#### Brief
Select every line below that contains the word "dark", matching case exactly, and copy each one.

______________________________

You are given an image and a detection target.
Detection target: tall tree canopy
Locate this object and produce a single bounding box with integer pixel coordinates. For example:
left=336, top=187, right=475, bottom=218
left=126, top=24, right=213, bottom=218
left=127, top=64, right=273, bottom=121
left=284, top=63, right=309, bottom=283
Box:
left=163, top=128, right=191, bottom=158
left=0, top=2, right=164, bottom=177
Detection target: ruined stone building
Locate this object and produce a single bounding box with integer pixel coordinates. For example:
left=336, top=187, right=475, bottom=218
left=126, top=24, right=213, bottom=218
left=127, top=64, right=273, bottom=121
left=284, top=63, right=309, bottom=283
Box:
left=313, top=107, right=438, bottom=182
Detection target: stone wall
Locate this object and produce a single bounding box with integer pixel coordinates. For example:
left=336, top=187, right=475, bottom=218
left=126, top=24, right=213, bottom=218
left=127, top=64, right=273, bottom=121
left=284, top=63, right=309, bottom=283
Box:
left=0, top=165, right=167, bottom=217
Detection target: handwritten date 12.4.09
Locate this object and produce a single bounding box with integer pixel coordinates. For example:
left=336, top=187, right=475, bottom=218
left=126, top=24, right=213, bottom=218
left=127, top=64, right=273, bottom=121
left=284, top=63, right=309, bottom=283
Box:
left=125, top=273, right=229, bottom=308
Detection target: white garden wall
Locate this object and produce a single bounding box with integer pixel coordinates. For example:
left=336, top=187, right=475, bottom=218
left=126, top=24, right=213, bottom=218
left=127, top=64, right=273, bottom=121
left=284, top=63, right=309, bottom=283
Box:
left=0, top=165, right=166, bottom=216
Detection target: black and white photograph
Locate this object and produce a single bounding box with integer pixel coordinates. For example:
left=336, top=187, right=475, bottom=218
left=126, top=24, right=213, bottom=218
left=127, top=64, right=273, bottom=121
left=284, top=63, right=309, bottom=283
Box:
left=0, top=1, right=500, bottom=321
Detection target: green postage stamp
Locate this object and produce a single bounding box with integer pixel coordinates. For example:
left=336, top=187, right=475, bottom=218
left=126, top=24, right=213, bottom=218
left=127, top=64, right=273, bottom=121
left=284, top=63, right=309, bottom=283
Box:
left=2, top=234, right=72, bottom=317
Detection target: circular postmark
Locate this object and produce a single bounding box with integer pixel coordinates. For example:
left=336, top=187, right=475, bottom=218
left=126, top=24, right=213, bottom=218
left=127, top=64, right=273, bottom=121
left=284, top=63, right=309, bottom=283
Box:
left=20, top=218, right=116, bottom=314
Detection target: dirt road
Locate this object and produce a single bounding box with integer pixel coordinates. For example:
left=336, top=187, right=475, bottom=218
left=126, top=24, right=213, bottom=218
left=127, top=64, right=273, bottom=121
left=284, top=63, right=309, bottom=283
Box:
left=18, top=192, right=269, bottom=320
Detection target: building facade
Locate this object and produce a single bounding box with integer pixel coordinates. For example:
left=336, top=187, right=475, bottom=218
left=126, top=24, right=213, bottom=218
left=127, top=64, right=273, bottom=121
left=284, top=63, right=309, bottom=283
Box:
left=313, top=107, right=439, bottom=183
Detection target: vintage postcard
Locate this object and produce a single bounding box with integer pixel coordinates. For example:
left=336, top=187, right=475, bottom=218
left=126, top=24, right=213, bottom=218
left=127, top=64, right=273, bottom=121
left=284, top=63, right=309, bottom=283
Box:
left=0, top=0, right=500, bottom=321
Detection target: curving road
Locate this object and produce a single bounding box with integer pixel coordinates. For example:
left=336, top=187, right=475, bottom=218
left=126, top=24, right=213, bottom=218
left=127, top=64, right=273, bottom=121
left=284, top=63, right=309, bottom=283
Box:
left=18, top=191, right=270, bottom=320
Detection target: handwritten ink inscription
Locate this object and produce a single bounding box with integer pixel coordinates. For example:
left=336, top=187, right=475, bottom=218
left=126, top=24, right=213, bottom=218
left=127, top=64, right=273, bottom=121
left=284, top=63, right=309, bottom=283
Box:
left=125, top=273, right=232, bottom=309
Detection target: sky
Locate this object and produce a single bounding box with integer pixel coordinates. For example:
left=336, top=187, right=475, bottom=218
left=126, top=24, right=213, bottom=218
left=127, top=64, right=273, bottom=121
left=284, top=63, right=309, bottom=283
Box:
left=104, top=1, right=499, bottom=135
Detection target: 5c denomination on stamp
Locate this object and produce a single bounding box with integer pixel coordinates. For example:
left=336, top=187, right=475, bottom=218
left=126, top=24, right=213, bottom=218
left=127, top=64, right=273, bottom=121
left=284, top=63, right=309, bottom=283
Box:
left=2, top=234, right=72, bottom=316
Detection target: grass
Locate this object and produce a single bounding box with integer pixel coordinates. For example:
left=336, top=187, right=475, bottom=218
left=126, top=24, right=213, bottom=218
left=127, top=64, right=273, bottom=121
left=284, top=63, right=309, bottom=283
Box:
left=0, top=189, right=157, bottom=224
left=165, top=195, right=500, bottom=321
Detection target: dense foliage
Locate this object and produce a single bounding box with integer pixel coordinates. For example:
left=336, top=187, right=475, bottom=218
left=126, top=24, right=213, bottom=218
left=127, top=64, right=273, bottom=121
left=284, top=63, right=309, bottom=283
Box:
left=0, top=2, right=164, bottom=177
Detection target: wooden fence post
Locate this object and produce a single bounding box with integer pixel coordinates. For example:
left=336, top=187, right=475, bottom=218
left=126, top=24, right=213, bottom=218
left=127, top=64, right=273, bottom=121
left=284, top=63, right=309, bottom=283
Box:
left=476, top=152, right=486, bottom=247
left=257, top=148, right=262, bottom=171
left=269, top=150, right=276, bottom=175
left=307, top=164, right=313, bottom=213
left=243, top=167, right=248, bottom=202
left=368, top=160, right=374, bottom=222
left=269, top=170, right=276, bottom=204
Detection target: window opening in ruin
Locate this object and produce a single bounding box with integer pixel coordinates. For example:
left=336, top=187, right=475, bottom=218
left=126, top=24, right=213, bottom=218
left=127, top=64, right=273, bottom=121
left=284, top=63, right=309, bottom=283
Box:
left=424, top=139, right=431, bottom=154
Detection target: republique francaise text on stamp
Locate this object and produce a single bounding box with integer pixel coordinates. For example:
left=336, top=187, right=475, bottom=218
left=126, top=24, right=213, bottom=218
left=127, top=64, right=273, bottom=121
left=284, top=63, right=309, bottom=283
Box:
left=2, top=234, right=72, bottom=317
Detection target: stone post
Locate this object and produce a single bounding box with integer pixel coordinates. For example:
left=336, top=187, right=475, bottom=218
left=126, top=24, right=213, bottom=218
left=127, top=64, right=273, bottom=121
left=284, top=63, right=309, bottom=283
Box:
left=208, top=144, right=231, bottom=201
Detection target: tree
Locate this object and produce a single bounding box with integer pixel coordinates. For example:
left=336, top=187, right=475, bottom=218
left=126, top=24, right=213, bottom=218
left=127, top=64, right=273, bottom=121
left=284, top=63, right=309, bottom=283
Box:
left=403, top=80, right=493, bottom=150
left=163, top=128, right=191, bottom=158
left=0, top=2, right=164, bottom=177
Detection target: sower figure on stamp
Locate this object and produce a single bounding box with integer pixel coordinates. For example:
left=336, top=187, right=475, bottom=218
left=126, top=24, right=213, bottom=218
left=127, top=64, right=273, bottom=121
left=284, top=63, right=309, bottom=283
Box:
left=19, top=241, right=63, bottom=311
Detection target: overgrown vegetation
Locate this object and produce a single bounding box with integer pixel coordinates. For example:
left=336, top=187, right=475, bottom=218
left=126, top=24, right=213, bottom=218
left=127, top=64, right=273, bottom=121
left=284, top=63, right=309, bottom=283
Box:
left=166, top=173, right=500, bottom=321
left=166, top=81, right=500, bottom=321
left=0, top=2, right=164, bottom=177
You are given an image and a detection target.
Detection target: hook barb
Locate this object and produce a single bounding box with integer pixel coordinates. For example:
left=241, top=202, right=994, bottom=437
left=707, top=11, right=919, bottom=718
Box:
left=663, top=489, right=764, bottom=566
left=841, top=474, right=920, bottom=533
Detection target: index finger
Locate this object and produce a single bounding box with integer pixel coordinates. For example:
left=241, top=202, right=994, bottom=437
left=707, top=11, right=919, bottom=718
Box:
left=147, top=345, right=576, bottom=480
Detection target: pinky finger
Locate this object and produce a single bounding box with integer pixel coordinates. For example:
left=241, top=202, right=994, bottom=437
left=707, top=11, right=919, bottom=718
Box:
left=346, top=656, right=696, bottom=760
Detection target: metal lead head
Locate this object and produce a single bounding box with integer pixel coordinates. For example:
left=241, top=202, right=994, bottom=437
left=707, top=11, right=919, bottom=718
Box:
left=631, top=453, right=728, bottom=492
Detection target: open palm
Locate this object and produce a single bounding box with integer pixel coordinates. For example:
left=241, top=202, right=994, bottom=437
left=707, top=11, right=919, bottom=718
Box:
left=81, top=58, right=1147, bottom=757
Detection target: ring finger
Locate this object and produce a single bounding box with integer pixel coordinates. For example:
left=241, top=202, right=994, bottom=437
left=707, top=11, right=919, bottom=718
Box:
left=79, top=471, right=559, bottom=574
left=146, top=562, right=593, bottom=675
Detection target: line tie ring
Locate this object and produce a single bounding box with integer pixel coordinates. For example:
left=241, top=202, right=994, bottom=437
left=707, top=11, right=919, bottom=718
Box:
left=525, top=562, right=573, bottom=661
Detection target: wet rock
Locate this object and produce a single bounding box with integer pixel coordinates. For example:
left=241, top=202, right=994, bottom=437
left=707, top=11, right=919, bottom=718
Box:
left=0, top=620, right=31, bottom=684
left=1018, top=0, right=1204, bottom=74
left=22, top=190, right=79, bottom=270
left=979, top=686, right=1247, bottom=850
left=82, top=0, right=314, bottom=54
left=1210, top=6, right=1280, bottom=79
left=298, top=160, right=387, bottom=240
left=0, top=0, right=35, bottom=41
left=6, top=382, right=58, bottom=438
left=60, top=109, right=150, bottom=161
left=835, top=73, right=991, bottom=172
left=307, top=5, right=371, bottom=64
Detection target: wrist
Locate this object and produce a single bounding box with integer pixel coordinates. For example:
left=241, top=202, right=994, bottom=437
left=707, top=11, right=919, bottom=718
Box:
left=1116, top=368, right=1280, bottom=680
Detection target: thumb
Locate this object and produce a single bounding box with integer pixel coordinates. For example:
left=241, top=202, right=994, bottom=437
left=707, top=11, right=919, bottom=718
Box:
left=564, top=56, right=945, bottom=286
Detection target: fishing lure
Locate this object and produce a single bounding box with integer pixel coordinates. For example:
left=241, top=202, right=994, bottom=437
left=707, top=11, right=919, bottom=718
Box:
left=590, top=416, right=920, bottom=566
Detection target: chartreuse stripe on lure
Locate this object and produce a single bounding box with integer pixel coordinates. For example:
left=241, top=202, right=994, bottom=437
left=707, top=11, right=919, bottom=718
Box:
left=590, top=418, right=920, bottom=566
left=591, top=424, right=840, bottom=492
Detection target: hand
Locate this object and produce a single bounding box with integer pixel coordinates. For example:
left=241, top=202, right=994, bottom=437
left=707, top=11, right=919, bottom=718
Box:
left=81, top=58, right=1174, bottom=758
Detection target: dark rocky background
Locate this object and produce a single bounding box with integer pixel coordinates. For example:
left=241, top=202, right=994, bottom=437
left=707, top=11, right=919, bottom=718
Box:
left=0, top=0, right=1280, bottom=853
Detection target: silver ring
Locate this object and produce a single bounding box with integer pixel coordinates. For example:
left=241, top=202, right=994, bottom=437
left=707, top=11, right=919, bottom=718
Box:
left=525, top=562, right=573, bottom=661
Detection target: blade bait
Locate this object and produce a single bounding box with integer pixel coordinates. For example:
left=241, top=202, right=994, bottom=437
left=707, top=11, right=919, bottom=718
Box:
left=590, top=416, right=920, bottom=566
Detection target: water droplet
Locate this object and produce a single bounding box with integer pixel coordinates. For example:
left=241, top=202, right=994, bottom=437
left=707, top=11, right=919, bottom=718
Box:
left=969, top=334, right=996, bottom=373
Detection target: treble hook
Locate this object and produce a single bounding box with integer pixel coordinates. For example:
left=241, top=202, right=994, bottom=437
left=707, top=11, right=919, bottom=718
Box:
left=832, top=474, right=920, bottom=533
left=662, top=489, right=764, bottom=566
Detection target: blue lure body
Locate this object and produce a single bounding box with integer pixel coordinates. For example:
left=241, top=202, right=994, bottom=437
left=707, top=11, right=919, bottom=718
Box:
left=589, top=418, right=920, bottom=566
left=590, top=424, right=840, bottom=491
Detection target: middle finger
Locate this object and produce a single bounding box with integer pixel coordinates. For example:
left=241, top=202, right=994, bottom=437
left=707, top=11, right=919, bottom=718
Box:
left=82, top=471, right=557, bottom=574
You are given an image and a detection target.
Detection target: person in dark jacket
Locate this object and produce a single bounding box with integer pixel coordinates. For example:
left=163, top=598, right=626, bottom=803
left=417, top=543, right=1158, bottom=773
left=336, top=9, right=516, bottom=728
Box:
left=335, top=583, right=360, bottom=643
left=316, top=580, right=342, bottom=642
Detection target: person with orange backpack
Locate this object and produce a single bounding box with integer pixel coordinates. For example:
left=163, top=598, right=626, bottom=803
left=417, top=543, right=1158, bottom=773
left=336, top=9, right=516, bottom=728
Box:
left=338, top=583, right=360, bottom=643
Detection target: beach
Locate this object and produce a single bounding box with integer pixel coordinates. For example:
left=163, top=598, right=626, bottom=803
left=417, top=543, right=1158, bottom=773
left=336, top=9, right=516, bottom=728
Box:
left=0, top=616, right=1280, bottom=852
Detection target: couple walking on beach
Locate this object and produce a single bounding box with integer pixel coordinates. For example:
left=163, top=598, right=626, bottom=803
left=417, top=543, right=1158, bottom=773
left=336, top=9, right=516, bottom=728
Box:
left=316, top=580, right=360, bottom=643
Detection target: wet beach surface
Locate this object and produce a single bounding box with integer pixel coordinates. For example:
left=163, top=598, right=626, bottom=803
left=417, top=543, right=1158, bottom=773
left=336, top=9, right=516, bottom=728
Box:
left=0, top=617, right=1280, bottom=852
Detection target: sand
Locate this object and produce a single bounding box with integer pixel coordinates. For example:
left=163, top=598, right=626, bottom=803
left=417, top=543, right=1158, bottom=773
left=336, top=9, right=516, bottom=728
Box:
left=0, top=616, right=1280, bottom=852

______________________________

#### Answer in full
Detection target: dark rocky background
Detection target: person in dark jacket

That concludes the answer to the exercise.